• GIVEN EXERCISE
Show every line of the items below that contains the word "their", matching case exactly.

• Segmentation annotation records
-*-
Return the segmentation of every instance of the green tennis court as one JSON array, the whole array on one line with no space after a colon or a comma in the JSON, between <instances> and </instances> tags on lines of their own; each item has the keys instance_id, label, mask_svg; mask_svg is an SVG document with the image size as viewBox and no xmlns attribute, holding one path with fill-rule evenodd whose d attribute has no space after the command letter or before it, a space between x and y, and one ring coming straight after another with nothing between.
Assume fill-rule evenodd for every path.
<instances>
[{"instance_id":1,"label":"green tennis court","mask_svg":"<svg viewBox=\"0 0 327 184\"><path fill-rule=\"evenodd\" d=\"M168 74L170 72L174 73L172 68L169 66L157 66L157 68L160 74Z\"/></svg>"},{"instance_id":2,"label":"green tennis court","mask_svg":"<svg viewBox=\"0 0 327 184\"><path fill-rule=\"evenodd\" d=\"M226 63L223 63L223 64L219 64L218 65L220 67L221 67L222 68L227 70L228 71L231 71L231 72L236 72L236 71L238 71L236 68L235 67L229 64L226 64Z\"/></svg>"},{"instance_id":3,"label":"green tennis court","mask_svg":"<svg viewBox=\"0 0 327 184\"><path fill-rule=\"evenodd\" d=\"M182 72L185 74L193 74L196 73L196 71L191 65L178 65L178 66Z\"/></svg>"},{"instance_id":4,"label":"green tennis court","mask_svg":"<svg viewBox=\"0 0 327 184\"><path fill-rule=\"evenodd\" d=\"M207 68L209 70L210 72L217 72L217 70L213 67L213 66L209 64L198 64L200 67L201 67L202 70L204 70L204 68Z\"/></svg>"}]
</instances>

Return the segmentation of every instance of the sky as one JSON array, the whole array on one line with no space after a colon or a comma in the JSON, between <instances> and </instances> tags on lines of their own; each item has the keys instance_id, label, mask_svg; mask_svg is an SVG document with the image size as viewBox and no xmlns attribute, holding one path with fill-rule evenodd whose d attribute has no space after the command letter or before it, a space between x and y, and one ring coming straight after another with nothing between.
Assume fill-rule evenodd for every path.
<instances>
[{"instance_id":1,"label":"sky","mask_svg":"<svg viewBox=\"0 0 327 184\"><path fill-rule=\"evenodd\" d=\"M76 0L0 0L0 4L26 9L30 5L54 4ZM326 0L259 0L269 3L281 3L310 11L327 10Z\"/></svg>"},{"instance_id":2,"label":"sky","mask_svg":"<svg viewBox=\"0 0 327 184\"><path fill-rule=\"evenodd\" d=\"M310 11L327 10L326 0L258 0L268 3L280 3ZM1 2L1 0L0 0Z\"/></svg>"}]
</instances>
-*-
• THE COMPLETED TASK
Return the segmentation of every instance of the green tennis court as one JSON array, the whole array on one line with no space after a colon or a comma in the JSON, between <instances> and </instances> tags on lines of their own; each item has the keys instance_id, label, mask_svg; mask_svg is an SVG document with the image size as viewBox and no xmlns attribute, holding one path with fill-rule evenodd whose d attribute has no space after the command letter or before it, a space between x and y, and one ring coming straight after another with nothing between.
Return the segmentation of every instance of the sky as one JSON array, the whole array on one line with no space after a colon or a comma in the JSON, between <instances> and </instances> tags on lines of their own; each item has the keys instance_id, label, mask_svg; mask_svg is an SVG document with the image size as viewBox and no xmlns attribute, holding one path with fill-rule evenodd whose d attribute has no space after the command letter or before it, a space between x and y, and one ring coming straight after another with nothing between.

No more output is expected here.